Thursday, March 27, 2014
CNN: Appeals court upholds challenged parts of Texas abortion law, by Greg Botelho:
A federal appeals court on Thursday upheld parts of a Texas abortion law pertaining to hospital privileges for physicians who perform abortions and protocols for abortion-inducing drugs, a decision that drew starkly contrasting reactions on both sides of the debate.
A U.S. district court previously struck down those provisions in the Texas law, which were challenged in court by lawyers for Planned Parenthood. But the 5th Circuit Appeals Court later issued a stay of that decision "pending appeal," meaning it would not go into effect.
The U.S. Supreme Court also weighed in, with a majority refusing to stop the law's implementation. . . .
Bloomberg: Texas Abortion Doctor Restriction Upheld by Appeals Court, by Margaret Cronin Fisk & Laurel Brubaker Calkins:
Texas can require abortion doctors to affiliate with local hospitals, although it can’t enforce the ban while doctors apply for those rights, an appeals court said, overturning a federal judge’s finding that the measure places an unconstitutional burden on women seeking to end pregnancies. . . .
“It is not the courts’ duty to second guess legislative fact-finding, ‘improve’ on, or ‘cleanse’ the legislative process by allowing relitigation of the facts that led to the passage of a law,” U.S. Circuit Judge Edith H. Jones wrote in a 34-page opinion stating the lower-court judge used the wrong legal standard in evaluating the restrictions. “Courts must presume that the law in question is valid” as long as it serves a “legitimate” state goal. . . .
The opinion is available here. I recently wrote a short piece for the Harvard Law Review Forum discussing recent litigation on admitting privileges laws, including the Fifth Circuit case, and its significance in fleshing out the meaning of the undue burden standard. It is available here.
+===+
YOUR ASSIGNMENT ▸ Write out the passage of the post about the Texas abortion ruling that starts at "Thursday, March 27, 2014" and ends at "of the debate.", word for word. The records that come next have no connection to the post about the Texas abortion ruling.

DATASET EXTRACT ▸
+===+
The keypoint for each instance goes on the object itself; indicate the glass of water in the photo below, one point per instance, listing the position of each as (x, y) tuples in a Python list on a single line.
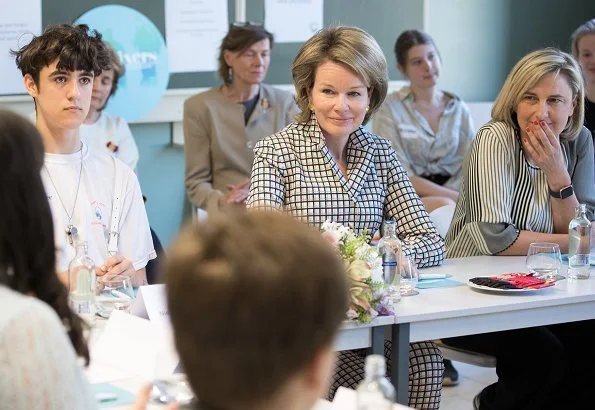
[(544, 260), (409, 276), (113, 293)]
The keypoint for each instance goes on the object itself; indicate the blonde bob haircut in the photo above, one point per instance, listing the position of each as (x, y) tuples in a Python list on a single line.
[(527, 73), (351, 47)]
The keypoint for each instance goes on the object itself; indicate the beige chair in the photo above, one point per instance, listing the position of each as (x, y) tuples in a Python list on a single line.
[(441, 218)]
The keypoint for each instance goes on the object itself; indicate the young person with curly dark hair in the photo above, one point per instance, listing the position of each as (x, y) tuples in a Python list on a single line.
[(93, 197), (39, 342)]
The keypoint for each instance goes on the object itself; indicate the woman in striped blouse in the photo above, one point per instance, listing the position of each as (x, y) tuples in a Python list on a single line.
[(328, 167), (527, 170)]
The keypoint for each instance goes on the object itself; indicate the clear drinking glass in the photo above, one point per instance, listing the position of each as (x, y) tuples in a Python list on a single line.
[(544, 260), (113, 293), (409, 276)]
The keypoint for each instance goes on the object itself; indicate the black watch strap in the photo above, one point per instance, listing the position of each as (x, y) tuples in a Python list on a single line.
[(564, 193)]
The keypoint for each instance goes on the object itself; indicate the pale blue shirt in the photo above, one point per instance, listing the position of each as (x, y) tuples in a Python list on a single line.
[(420, 150)]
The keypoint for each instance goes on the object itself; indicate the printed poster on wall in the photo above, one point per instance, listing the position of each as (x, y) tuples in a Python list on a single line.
[(18, 24), (293, 21), (141, 48), (193, 31)]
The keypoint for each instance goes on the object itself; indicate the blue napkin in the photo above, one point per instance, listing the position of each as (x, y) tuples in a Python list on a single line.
[(437, 283), (565, 259), (114, 396)]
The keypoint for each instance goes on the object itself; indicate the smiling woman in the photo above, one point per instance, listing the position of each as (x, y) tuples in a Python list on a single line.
[(222, 125), (526, 172)]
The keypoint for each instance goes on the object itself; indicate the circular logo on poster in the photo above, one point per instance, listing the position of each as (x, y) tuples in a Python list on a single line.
[(141, 48)]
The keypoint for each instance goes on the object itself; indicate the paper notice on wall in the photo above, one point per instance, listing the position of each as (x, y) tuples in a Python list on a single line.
[(293, 21), (194, 30), (18, 23)]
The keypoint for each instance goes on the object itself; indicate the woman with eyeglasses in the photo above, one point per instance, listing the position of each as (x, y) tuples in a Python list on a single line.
[(222, 125)]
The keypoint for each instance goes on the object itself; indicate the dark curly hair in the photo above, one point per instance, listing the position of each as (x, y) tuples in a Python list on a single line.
[(27, 250), (74, 46)]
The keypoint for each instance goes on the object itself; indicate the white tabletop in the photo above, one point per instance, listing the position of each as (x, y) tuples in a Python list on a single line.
[(461, 310)]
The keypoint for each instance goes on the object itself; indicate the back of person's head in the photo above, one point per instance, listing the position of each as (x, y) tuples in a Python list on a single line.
[(75, 47), (116, 65), (409, 39), (527, 73), (254, 299), (27, 251), (583, 30), (351, 47), (240, 37)]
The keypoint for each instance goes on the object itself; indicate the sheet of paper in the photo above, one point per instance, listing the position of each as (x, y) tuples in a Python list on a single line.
[(18, 23), (193, 32), (293, 21), (98, 372), (136, 347), (346, 399), (108, 395), (151, 303)]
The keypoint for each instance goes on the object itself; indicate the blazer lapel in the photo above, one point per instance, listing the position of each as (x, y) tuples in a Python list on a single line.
[(360, 157)]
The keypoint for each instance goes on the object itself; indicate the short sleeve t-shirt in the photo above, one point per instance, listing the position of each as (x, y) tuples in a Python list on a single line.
[(111, 135)]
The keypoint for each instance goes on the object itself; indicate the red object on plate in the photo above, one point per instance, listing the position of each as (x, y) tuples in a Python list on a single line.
[(524, 281)]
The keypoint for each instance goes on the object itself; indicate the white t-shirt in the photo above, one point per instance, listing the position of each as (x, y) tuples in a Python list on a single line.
[(111, 129), (38, 365), (92, 216)]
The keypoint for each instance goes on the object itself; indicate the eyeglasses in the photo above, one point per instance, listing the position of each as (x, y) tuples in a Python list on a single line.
[(246, 24)]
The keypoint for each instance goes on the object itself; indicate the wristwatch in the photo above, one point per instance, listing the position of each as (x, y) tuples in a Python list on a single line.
[(564, 193)]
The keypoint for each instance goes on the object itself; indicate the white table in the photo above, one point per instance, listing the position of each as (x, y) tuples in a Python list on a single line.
[(351, 336), (458, 311)]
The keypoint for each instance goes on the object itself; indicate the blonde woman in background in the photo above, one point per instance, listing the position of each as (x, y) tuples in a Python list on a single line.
[(583, 49)]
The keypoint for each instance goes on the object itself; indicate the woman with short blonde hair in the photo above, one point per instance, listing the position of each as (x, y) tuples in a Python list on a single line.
[(527, 73), (583, 49), (526, 172)]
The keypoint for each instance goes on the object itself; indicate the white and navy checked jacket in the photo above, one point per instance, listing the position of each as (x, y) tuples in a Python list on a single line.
[(294, 171)]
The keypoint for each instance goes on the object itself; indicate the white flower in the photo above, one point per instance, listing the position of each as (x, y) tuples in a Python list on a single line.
[(358, 270), (333, 237)]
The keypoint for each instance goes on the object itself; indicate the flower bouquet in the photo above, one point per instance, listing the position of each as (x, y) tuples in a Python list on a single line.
[(369, 296)]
+===+
TASK RESPONSE ▸
Thursday, March 27, 2014
CNN: Appeals court upholds challenged parts of Texas abortion law, by Greg Botelho:
A federal appeals court on Thursday upheld parts of a Texas abortion law pertaining to hospital privileges for physicians who perform abortions and protocols for abortion-inducing drugs, a decision that drew starkly contrasting reactions on both sides of the debate.